■ **Problem statement**
Which lines in the entries below contain the word "Target"? Copy each of them out in full.

**** Exercise materials ****

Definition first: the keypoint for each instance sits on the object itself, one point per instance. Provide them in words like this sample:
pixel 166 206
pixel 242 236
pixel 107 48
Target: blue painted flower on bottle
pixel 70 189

****
**** Exercise materials ****

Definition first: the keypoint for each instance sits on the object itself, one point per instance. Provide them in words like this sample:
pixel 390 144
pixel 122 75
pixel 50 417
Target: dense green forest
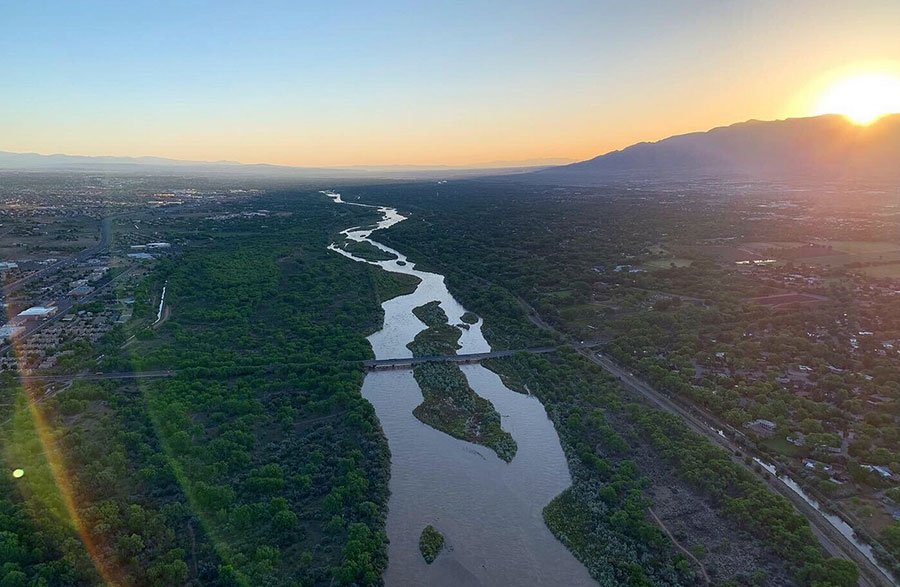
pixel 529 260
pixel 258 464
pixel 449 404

****
**** Exercise materials ****

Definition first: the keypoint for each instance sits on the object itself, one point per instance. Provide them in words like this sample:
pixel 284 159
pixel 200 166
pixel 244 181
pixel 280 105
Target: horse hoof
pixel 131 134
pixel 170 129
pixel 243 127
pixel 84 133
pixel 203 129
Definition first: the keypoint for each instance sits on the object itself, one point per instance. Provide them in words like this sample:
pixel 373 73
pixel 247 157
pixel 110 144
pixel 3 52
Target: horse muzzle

****

■ **Output of the exercise**
Target: blue painted flower on bottle
Target: dense green forest
Target: horse hoof
Target: horse muzzle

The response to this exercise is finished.